[Coordinate annotation entries]
-------------------------

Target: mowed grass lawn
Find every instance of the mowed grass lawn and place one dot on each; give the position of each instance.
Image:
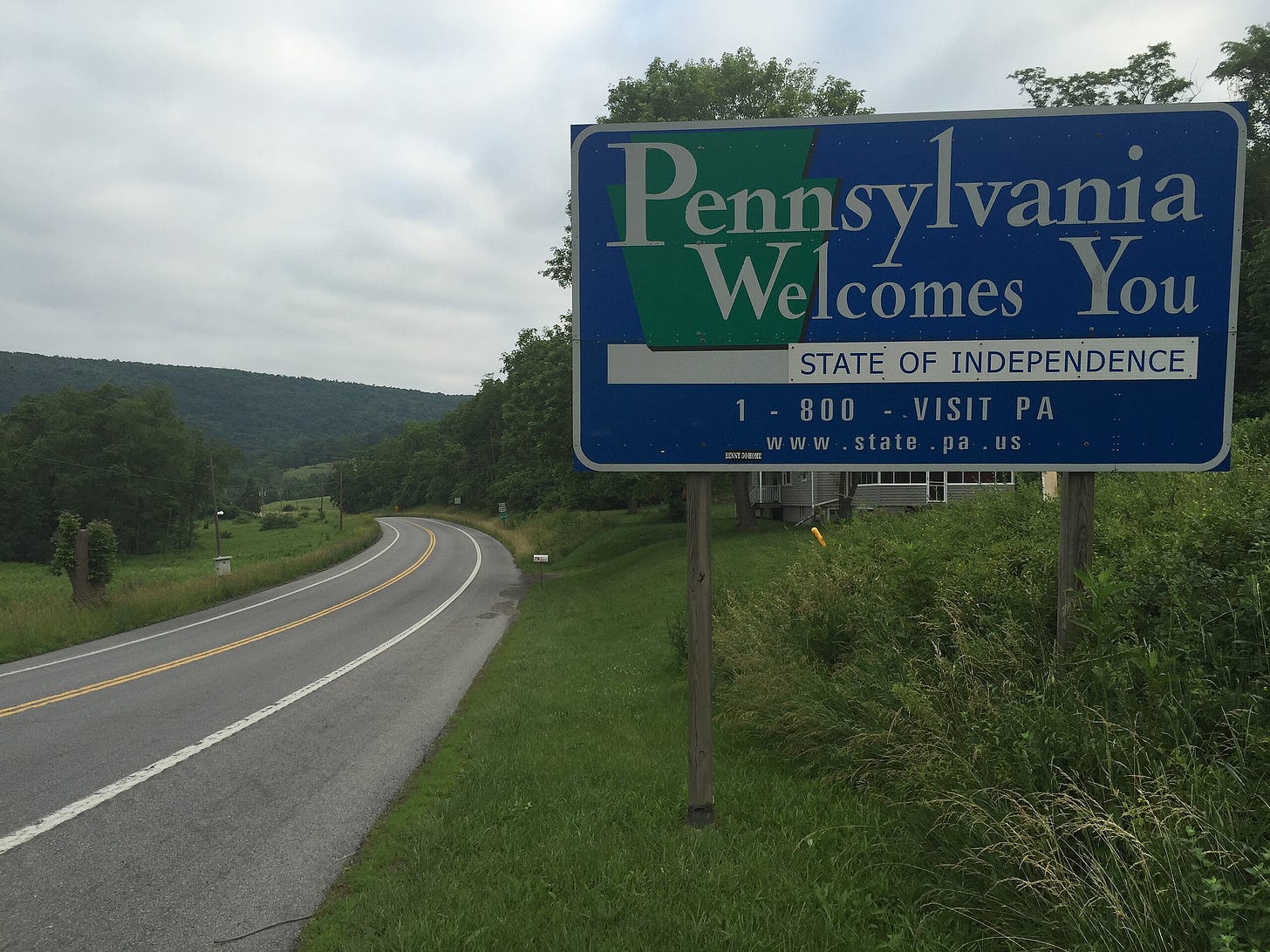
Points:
(553, 814)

-------------------------

Rewrite the material above, substituting "yard" for every occurrence of "lawn" and leaving everything else unchanged. Omit the pictures from your answer.

◆ Complete response:
Target: mowed grass yard
Find every instance of the mowed grass yard and place one dot on each; give the position of each instance.
Image:
Points:
(553, 814)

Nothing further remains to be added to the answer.